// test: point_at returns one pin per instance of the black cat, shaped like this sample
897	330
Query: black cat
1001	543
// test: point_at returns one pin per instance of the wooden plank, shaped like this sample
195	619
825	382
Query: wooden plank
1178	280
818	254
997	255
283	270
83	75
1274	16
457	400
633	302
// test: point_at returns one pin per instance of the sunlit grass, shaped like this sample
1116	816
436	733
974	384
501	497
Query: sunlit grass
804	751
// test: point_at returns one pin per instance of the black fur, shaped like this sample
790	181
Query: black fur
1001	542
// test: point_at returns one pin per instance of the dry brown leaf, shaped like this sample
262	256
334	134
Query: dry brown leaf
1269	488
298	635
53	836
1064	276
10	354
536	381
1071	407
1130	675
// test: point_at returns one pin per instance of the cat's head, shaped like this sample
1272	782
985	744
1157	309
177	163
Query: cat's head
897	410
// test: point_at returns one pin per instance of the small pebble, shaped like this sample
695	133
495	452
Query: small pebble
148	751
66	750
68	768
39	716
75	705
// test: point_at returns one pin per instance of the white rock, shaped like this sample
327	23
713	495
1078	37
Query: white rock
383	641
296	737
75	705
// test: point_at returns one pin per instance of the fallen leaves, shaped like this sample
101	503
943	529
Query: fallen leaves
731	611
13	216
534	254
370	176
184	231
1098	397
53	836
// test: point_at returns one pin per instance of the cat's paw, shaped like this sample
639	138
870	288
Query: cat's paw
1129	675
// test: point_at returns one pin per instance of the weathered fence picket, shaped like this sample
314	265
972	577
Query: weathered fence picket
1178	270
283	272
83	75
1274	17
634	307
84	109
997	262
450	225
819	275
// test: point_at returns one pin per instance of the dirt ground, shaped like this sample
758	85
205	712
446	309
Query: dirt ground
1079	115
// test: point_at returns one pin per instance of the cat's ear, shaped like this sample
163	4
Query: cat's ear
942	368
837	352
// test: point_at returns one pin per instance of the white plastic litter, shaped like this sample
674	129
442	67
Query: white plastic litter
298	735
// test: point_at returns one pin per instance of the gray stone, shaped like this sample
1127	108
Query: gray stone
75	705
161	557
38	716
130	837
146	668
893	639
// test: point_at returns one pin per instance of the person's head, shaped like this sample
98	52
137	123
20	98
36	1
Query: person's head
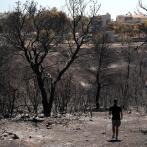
115	101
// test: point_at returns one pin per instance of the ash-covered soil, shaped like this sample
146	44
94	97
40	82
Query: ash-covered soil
73	131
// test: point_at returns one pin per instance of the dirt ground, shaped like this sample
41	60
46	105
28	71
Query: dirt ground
71	131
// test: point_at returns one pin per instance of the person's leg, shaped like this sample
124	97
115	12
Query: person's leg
117	130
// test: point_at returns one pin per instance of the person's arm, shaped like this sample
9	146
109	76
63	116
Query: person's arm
110	112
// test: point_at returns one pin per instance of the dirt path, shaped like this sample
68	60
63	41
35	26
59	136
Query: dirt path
86	132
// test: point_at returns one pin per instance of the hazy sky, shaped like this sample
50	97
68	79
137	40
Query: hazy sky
114	7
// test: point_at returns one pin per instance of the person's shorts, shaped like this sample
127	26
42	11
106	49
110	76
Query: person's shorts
116	123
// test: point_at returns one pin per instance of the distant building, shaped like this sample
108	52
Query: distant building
133	19
100	22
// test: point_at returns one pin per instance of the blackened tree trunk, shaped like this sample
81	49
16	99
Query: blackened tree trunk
51	100
98	90
98	96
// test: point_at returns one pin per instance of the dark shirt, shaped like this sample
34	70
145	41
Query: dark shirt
116	112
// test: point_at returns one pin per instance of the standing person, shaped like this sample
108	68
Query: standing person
117	115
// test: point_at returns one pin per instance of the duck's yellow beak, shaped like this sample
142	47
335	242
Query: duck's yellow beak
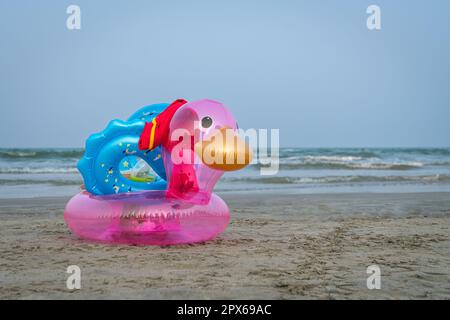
224	150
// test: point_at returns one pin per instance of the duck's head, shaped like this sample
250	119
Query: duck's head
199	144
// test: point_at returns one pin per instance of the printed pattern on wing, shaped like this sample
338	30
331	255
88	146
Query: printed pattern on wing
101	163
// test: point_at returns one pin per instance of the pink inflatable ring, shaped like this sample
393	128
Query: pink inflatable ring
187	211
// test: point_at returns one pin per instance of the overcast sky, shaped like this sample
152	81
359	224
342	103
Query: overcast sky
***
**TO DO:**
Write out every line of the listing above word for word, leaving out the pictures.

**WORKED ANSWER:**
// test: point_at returns one pin per instance of the black cat, shaped like this sample
897	330
Query: black cat
1001	543
// test: point_at returns one pin per instance of the wooden plank, shaped like this sample
195	619
825	382
Query: wooden plank
1178	280
818	254
997	255
283	270
83	75
1274	16
457	400
633	302
// test: point_at returns one pin per instance of the sunlit grass, shaped like this sample
1116	816
436	733
974	384
501	497
Query: sunlit grass
804	751
// test: point_at returns one pin per instance of the black fur, shaped like this sample
790	181
Query: black fur
1001	542
// test: point_at returns one pin per instance of the dry brown leaf, shaped like this sample
262	256
334	134
Query: dry brown leaf
1269	488
298	635
53	836
1064	276
10	354
536	381
1071	407
1130	675
// test: point_at returns one pin per instance of the cat's head, shaped like this sample
1272	782
985	744
1157	309
177	163
Query: cat's head
897	410
// test: point_at returns one pin per instance of the small pebble, shaped like this sample
695	133
495	452
Query: small pebble
148	751
66	750
68	768
39	716
75	705
// test: point_at returns one pin per instance of the white rock, shaped like this sample
327	23
713	495
1078	37
Query: white rock
383	641
296	737
75	705
// test: point_at returns one pin per instance of the fallen leaves, shaped like this sample
101	503
943	529
Query: fallen leaves
731	611
13	216
534	254
370	176
184	231
1098	397
53	836
// test: point_at returns one pin per instance of the cat's paw, shaped like this sample
639	138
870	288
Query: cat's paw
1129	675
// test: point_at returns one pin per instance of the weathered fence picket, shaped like this sample
314	265
972	577
Query: weathered fence picket
1178	270
283	272
83	75
1274	17
634	307
84	109
997	262
450	225
819	275
// test: point_at returns one pin per instance of the dirt ground, shaped like this sample
758	85
205	712
446	309
Query: dirt ground
1079	115
// test: point_at returns one pin per instance of the cat's ear, shaped like this sample
163	4
Query: cat's ear
942	368
837	352
// test: point_at returns one pin per instance of the white plastic litter, shaped like this sample
674	129
442	67
Query: white plastic litter
298	735
// test: point_at returns one pin per instance of the gray stone, shaped like this sample
1127	108
Query: gray stone
75	705
161	557
38	716
130	837
146	668
893	639
// test: point_at returns one pin per instance of the person's head, shaped like this sample
98	52
137	123
20	98
36	1
Query: person's head
115	101
// test: point_at returns one pin per instance of the ash-covered soil, shaped like this sample
146	44
94	97
40	82
Query: ash-covered soil
73	131
// test: point_at returns one pin per instance of the dirt ground, shaped like this sample
41	60
46	105
28	71
Query: dirt ground
71	131
// test: point_at returns one pin per instance of the person's leg, shaped like this sample
124	97
115	12
Query: person's leg
117	130
// test: point_at returns one pin per instance of the person's arm, shaped like this sample
9	146
109	76
63	116
Query: person's arm
110	112
// test: point_at returns one pin per instance of the dirt path, shaped like this sample
68	60
63	41
35	26
59	136
Query: dirt path
86	132
// test: point_at returns one pin per instance of the hazy sky, shaped like this sample
50	97
68	79
137	40
Query: hazy sky
114	7
// test: point_at returns one pin per instance of the person's shorts, shaped like this sample
127	26
42	11
106	49
110	76
Query: person's shorts
116	123
// test: point_at returns one pin per instance of the distant building, shaped like this sample
108	52
Query: distant building
133	19
100	22
// test: point_at returns one pin per instance of the blackened tree trunk, shaped like this sample
81	49
16	99
Query: blackened tree trunk
51	100
98	90
98	96
// test: point_at returns one pin per instance of the dark shirt, shaped like this sample
34	70
145	41
Query: dark shirt
116	112
// test: point_at returns one pin per instance of the standing person, shaped like this sample
108	68
Query: standing person
117	115
// test: point_at returns one pin per instance of the duck's yellow beak, shaped like this sample
142	47
335	242
Query: duck's yellow beak
224	150
// test: point_at returns one pin per instance of the duck's head, shaped like this sample
250	119
Query: duck's head
199	144
// test: point_at returns one pin per instance of the printed pattern on wing, shaped like this sample
338	30
331	255
88	146
Query: printed pattern on wing
101	163
// test: point_at returns one pin per instance of the pink inflatable ring, shaped like this sample
393	128
Query: pink inflatable ring
187	211
// test: point_at returns one pin per instance of the overcast sky, shaped like this sample
152	81
359	224
342	103
Query: overcast sky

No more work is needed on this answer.